*Task requirements*.
Give back, unchanged, the line containing "Give a dot for each instance of the chalkboard" and every line after it up to the end of the listing.

*Exercise materials*.
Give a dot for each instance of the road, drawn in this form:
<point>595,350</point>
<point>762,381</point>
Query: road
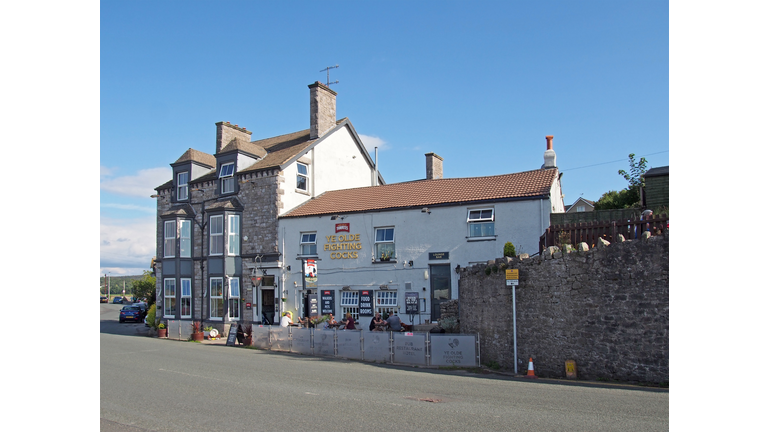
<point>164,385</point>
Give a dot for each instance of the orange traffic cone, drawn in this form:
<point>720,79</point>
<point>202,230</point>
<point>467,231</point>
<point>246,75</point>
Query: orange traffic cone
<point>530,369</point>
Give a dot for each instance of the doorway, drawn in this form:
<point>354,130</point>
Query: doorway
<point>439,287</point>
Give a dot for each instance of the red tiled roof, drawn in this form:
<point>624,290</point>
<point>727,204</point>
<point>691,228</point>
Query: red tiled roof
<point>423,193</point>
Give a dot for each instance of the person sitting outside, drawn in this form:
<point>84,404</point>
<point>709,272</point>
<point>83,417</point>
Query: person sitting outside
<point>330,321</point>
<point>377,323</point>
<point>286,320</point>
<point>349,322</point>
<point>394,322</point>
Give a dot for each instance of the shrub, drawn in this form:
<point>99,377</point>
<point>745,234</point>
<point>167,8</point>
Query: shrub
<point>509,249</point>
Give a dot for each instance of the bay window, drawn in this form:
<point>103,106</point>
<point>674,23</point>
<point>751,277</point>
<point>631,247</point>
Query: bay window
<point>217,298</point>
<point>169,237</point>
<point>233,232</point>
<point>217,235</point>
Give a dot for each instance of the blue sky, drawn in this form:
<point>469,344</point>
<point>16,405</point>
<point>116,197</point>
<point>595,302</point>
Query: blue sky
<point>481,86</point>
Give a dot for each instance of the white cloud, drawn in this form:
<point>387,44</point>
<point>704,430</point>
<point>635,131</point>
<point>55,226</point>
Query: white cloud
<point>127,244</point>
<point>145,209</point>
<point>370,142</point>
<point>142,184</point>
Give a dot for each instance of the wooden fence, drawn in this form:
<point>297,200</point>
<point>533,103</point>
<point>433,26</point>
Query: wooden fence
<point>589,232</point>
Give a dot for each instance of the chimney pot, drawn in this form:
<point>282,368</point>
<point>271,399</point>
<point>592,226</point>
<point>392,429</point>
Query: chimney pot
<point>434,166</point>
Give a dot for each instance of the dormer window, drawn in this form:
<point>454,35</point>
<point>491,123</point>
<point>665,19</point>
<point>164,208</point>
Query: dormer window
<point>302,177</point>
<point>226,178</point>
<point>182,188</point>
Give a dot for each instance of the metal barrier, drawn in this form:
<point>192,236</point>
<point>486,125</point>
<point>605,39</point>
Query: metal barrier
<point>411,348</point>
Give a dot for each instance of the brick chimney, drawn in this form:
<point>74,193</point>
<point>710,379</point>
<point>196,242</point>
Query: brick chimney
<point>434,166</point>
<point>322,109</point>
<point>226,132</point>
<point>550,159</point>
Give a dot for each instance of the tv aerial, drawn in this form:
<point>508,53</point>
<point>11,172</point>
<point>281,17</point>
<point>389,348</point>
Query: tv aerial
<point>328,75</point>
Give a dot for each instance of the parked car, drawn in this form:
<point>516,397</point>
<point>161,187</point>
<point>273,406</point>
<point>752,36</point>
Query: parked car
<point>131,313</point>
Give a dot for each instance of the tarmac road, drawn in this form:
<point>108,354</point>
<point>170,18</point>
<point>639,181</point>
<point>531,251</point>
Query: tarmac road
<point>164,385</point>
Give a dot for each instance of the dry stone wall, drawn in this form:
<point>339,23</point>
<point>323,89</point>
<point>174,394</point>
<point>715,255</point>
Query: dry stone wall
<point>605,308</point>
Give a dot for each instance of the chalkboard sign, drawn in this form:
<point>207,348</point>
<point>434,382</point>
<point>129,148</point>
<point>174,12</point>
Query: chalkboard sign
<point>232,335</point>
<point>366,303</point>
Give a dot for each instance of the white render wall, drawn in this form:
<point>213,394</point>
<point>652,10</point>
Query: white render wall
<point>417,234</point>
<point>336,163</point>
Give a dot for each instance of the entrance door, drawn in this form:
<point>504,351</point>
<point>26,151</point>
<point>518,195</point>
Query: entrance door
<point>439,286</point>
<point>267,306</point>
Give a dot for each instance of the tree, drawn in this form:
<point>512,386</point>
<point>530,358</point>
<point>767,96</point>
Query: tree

*Completed exercise*.
Give a dot for each instance of the chalkboard sign, drawn in this form:
<point>207,348</point>
<point>434,382</point>
<point>129,148</point>
<point>174,12</point>
Query: chalkboard sign
<point>232,335</point>
<point>366,303</point>
Give a dot for each instance of the white render wall, drawn in this form:
<point>213,394</point>
<point>652,10</point>
Query: white render wall
<point>417,234</point>
<point>336,163</point>
Give a dot for each instance of the entrance door, drawn in this form:
<point>504,351</point>
<point>26,151</point>
<point>518,195</point>
Query: entrance door
<point>439,286</point>
<point>267,306</point>
Give a dot for each instance of the tree, drawn in this form:
<point>512,386</point>
<point>530,358</point>
<point>767,96</point>
Query: tree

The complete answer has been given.